» **Exercise description**
Continue the interview about the book Natasha from the point where it stops.

» **Selected extract**

________

It had something to do with the culture at USC. The narrative film program felt like a miniature version of Hollywood and embodied all the things I didn't like about Hollywood. There was a lot of jockeying for position, a lot of chest-beating by the people who ended up landing narrative films. In the documentary department there was a fantastic faculty, maybe unrivaled in the States, and the atmosphere was completely different. I just thought I would be able to do better work there. And I think there are similarities between the way the documentaries I like—and have made—work and the writing that I do. So in a way it was very natural.
Have producers made you any offers to turn Natasha into a film?
No, but I now have a film agent who's trying to represent the book. Good luck.
Would you want to be a part of producing that project in some way?
I doubt it. I spent a lot of time writing this book. I'm not sure what I could bring to it to help realize it on screen. I never thought of it in filming terms when I was writing. I thought of it very much divorced from that type of writing, screenwriting. It was something else entirely. But that's not to say that it can't be done. So if the right person comes along and sees something in it I don't, God bless them.
Maybe Charlie Kaufman will want the gig.
Yeah, maybe Charlie Kaufman will come along and turn one sentence into a crazy screenplay. You know, Tapka will come back, et cetera.
So does Tapka the dog actually die? It's unclear at the end of the story if the doctor will operate on her.
Ah: That's the thing that I'm happiest about in that story. Because even I don't know anymore. Literally. I was very concerned about ending it in some definitive way, where you would get the feeling that yes, the dog has died, or no, the dog hasn't died. Because that's not important. What's important is how the narrator feels at the end. His guilt.
You've been on the road promoting your book, guerilla-style, in a tour described by Publishers Weekly as "Bezmozgispalooza." What is the book-publicizing business like, and do you think this is something you could get used to? You've already worked in film and spent some time in Hollywood. So maybe it's not so foreign?

________

» **Exercise data**
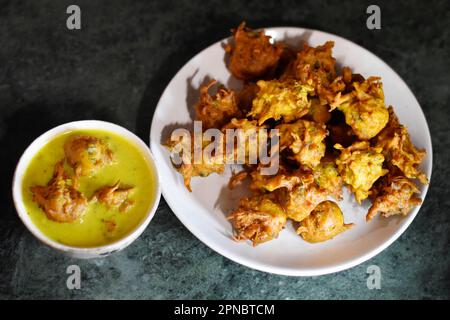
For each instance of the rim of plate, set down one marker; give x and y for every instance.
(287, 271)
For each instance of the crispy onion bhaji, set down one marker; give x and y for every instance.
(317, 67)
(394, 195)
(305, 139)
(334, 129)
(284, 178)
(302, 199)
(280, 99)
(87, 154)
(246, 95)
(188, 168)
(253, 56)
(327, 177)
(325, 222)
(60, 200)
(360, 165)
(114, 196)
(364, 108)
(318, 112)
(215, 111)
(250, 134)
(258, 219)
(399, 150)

________

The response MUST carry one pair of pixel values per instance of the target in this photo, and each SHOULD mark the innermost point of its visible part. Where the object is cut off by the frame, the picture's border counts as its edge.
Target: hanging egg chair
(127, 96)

________

» **Written response**
Well, my time in Hollywood was spent in the lowest possible echelon. So I never experienced any kind of publicity. That said, I'm not naïve. I think it's great that FSG has put the kind of energy they have into promoting this book. And so far the experience has been fine. They haven't asked me to do anything unpalatable. I'm glad they made the effort to get the book out to people, that they've supported it. It's been made clear to me that this was a very unusual situation, that short story collections rarely get this kind of treatment. And I can only say that I'm grateful for it.
So no plans to start your own hipster literary journal?
No, no plans for that.
I'm told you're already working on a debut novel. Is there anything about it you'd like to divulge?
I'm actually very superstitious about that sort of thing.
How did it feel to hear this had all happened for you: that FSG had taken you on, and that in the span of three months your stories would be published in some of the world's best magazines?
The big emotional thing was when Lorin offered to publish the book. That was probably the happiest and most intense moment of my life. How did I feel? I felt that the story I wanted told would now get told. I felt that I had actually achieved something with my life: that my life wouldn't be a complete and total failure. That if I do nothing else, then that's okay.